**Aim of the exercise**.
For each line below, return an exact copy.

[Extracted data entries]
________________

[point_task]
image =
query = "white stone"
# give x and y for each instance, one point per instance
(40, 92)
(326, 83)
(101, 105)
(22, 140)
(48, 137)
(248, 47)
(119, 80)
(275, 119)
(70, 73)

________________

**Final answer**.
[point_task]
image =
query = "white stone"
# give x and y for each instance, one point per instance
(40, 92)
(326, 83)
(101, 105)
(22, 140)
(48, 137)
(248, 47)
(119, 80)
(275, 119)
(70, 73)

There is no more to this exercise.